- Sire: Sadler's Wells
- Grandsire: Northern Dancer
- Dam: Brigid
- Damsire: Irish River
- Sex: Mare
- Foaled: 3 February 2005
- Country: Ireland
- Colour: Bay
- Breeder: Brittas House Stud
- Owner: Derrick Smith, Sue Magnier and Michael Tabor
- Trainer: Aidan O'Brien
- Record: 6: 2-2-0
- Earnings: £203,101

Major wins
- Saoire Stakes (2007) Fillies' Mile (2007)

= Listen (horse) =

Irish-bred Thoroughbred racehorse

Listen (foaled 3 February 2005) is an Irish Thoroughbred racehorse and broodmare. She showed her best form as a two-year-old in 2007 she won the Listed Saoire Stakes on her debut, finished second in both the Debutante Stakes and the Moyglare Stud Stakes and then recorded her biggest success in the Group One Fillies' Mile. Her subsequent racing career was compromised by injury and she made little impact in two races as a three-year-old. She has had some success as a broodmare in Japan.

==Background==
Listen is a bay mare bred in Ireland by the Brittas House Stud. She was from the twentieth crop of foals sired by Sadler's Wells, who won the Irish 2000 Guineas, Eclipse Stakes and Irish Champion Stakes in 1984 went on to be the Champion sire on fourteen occasions. Listen's dam Brigid won one minor race in France as a three-year-old in 1994 before being retired to broodmare duty where she also produced Sequoyah, the dam of Henrythenavigator.

Listen entered the ownership of the Coolmore Stud organisation and was sent into training with Aidan O'Brien at Ballydoyle. Like many of the Coolmore racehorses the details of her ownership changed from race to race: she was sometimes listed as being owned by Derrick Smith whilst on other occasions she was described as the property of a partnership involving Smith, Susan Magnier and Michael Tabor.

────

- [Job 1] Decide whether each statement agrees with the article on Listen, answering yes or no for each and quoting the deciding words of the text: (a) Listen won the Fillies' Mile as a two-year-old. (b) Listen was trained by Aidan O'Brien at Ballydoyle. (c) Brigid won several races in France.

(Annotated coordinate records)

────

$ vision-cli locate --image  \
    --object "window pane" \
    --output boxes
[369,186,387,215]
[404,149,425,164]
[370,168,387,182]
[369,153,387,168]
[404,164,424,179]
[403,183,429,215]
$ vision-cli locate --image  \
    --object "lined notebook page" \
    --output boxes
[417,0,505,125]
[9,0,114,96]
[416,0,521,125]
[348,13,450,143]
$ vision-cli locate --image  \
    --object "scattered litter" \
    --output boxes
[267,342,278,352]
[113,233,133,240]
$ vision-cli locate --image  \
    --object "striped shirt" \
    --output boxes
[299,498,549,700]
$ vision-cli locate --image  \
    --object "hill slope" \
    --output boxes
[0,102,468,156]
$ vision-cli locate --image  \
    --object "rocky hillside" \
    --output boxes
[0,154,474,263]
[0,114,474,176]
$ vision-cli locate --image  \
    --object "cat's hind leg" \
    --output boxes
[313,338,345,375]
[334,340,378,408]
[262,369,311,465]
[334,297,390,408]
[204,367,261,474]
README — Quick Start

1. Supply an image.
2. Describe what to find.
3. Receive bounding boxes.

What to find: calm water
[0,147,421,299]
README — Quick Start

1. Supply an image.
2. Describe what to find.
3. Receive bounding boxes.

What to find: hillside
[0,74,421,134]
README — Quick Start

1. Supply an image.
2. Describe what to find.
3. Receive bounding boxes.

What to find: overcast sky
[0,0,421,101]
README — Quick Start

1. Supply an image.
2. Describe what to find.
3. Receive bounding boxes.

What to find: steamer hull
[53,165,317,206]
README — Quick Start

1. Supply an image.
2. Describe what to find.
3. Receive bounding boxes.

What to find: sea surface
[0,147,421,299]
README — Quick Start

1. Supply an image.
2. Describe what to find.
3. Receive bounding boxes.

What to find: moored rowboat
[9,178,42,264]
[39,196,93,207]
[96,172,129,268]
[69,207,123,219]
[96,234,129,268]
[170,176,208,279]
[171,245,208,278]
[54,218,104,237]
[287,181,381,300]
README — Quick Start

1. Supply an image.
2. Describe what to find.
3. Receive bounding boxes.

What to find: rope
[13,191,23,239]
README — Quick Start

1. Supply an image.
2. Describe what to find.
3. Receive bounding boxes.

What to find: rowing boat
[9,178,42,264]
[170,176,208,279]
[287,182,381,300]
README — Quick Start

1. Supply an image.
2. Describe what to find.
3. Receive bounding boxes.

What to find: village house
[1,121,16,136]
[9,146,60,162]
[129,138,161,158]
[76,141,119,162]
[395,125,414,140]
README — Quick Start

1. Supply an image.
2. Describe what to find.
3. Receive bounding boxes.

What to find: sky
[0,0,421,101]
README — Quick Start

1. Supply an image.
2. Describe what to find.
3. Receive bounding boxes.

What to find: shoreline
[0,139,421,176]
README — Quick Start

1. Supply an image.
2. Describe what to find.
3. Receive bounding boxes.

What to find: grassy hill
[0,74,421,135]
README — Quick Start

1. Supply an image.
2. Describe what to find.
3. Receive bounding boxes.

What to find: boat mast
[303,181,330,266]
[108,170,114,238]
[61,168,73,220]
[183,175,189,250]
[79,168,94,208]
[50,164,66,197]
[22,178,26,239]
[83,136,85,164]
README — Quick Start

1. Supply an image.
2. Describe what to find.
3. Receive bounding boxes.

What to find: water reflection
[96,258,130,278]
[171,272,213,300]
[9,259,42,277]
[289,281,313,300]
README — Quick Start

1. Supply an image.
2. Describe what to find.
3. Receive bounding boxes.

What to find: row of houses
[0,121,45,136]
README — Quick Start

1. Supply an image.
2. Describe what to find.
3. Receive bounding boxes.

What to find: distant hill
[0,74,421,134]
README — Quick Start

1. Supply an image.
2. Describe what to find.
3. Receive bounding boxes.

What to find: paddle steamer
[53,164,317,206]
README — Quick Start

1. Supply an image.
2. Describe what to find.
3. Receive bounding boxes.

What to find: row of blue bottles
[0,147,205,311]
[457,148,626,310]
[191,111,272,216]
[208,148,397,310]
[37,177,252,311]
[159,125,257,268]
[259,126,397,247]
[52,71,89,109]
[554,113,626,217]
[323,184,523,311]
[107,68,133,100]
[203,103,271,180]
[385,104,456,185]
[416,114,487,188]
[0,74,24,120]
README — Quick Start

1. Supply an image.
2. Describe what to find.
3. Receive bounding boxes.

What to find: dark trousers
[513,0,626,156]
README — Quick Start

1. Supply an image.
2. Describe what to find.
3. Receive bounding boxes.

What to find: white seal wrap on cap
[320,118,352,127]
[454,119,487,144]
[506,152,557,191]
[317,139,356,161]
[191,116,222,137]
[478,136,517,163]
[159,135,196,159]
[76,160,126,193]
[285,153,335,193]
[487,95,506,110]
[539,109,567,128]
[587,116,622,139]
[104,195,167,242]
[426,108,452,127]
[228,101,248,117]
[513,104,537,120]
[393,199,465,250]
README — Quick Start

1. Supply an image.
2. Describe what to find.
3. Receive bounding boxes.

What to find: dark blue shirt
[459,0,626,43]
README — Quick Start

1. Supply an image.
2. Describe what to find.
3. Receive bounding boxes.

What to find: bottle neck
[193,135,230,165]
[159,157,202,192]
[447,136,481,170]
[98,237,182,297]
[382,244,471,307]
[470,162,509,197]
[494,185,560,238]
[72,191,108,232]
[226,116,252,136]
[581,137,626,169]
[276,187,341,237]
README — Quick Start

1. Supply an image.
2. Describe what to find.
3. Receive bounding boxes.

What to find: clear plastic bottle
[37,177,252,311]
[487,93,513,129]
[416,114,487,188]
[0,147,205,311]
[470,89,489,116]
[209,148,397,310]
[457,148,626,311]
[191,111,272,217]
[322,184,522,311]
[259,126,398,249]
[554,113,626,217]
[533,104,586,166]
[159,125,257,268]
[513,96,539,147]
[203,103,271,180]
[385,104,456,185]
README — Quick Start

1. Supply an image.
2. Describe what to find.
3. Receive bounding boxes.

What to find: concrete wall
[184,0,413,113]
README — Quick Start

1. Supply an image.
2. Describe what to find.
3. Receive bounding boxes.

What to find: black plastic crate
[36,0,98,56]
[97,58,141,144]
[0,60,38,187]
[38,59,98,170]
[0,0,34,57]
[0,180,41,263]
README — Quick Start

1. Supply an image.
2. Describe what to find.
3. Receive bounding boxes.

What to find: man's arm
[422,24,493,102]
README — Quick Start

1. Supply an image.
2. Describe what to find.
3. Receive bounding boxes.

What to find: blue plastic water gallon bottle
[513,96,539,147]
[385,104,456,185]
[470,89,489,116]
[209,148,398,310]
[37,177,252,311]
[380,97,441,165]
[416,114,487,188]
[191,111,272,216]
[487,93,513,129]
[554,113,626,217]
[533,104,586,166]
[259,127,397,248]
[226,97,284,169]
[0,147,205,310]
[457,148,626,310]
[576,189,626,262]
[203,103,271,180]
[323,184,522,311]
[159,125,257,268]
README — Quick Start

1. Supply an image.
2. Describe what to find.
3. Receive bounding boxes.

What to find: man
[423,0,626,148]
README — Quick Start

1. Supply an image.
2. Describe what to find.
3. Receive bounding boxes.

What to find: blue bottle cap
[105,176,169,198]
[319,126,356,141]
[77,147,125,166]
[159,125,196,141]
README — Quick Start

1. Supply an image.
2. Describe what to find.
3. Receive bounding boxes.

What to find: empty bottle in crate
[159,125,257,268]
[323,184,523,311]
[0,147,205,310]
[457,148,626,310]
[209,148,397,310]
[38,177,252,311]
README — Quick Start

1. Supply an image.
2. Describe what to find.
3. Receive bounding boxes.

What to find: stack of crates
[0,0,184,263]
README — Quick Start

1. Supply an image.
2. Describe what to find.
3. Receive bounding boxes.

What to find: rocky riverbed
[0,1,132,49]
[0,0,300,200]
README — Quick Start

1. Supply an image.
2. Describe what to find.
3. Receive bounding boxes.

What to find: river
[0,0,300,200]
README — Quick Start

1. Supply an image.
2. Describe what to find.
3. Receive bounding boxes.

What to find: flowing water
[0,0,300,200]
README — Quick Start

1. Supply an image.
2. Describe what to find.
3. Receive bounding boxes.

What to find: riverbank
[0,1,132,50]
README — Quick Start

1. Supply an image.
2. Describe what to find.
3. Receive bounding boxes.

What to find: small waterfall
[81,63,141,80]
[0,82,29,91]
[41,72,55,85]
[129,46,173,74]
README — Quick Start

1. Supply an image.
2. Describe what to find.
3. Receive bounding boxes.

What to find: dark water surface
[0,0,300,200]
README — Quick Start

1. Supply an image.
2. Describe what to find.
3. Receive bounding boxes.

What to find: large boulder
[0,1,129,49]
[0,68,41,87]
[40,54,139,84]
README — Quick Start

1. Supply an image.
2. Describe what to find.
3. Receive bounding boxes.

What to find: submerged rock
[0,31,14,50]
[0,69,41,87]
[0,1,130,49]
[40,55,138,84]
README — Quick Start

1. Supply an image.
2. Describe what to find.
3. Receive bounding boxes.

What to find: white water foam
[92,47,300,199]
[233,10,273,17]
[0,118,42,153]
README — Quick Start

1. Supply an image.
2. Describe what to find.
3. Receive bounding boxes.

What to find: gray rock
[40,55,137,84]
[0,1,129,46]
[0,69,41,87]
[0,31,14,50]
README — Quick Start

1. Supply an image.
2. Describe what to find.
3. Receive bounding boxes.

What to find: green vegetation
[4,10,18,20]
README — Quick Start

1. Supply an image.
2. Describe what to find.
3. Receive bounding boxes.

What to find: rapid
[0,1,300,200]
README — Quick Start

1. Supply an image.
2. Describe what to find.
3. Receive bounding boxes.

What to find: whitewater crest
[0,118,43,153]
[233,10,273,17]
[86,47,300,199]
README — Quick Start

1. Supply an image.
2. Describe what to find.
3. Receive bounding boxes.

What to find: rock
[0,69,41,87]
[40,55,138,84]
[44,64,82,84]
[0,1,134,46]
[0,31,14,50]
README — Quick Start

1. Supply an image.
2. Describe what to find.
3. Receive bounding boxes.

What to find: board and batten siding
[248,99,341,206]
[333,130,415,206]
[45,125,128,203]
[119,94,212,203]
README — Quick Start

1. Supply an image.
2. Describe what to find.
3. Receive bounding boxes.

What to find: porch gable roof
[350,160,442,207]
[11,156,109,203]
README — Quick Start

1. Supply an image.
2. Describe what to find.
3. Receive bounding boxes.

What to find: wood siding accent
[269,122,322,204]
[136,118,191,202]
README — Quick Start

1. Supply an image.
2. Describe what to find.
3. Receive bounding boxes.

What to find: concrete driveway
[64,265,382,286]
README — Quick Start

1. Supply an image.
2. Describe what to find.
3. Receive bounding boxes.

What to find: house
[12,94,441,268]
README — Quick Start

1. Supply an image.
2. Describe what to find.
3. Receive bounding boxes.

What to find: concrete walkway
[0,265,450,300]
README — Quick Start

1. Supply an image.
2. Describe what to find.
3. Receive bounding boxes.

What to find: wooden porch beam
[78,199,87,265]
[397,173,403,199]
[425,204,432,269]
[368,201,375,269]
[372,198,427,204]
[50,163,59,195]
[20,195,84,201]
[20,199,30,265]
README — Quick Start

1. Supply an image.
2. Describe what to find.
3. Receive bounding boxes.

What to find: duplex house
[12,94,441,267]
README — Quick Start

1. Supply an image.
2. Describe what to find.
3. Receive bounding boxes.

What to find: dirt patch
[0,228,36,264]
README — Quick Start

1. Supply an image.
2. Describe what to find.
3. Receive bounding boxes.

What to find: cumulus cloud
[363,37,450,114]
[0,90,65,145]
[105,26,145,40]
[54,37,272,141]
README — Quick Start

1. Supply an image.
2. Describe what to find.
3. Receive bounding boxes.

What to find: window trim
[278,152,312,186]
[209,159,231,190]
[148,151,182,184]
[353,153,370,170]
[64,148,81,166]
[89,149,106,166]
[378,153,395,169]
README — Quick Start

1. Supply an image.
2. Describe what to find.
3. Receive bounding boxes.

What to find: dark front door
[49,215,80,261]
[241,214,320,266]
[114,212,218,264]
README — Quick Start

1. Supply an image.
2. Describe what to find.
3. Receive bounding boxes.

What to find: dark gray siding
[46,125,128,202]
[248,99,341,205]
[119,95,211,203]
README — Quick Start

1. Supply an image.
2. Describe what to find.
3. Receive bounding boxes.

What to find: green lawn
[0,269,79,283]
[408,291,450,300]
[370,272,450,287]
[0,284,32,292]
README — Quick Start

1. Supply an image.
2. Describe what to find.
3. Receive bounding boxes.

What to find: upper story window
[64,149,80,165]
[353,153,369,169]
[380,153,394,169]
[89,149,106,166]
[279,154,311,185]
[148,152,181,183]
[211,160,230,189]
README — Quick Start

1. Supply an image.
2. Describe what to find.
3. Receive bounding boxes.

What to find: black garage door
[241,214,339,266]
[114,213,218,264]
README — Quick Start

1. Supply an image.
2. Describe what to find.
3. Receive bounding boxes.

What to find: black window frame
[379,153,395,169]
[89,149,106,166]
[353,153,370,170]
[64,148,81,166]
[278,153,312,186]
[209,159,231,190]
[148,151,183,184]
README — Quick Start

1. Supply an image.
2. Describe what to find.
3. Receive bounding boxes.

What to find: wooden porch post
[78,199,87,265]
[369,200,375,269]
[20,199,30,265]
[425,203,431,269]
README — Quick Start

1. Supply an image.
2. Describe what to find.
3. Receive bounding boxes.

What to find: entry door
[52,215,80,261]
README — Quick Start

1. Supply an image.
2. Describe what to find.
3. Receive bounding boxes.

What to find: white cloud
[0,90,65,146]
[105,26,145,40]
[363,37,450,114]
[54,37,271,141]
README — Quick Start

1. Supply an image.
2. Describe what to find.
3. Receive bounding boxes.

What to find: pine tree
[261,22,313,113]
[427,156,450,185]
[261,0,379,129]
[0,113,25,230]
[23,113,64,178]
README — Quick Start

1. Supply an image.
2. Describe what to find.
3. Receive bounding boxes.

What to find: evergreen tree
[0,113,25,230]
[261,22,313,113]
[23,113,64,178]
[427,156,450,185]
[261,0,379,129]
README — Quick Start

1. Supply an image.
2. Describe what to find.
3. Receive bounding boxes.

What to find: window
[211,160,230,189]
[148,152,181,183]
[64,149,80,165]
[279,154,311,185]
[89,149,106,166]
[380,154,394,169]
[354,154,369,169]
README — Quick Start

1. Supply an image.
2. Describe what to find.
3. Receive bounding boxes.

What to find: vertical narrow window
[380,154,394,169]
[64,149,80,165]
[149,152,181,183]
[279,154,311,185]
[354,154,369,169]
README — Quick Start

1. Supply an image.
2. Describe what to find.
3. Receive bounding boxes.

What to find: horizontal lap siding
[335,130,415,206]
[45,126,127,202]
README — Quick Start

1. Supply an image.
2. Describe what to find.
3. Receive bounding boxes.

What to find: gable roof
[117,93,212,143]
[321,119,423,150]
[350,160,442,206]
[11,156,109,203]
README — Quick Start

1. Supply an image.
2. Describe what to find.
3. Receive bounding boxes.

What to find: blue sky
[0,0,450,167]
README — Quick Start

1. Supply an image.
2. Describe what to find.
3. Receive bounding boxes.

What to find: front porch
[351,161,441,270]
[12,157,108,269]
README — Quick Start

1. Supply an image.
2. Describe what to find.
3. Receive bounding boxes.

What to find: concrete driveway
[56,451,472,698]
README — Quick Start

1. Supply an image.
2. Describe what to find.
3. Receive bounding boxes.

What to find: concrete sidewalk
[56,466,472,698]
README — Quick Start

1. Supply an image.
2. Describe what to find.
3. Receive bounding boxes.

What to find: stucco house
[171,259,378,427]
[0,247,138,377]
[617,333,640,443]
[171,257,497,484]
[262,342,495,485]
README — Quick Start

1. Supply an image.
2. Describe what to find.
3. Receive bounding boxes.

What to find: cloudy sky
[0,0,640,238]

────

- [Job 2] Write out again the stretch of the records from their start through the line containing "[403,183,429,215]", both ends included.

- [Output 1]
(a) Yes: "then recorded her biggest success in the Group One Fillies' Mile"
(b) Yes: "sent into training with Aidan O'Brien at Ballydoyle"
(c) No: "Brigid won one minor race in France as a three-year-old in 1994"

- [Output 2]
$ vision-cli locate --image  \
    --object "window pane" \
    --output boxes
[369,186,387,215]
[404,149,425,164]
[370,168,387,182]
[369,153,387,168]
[404,164,424,179]
[403,183,429,215]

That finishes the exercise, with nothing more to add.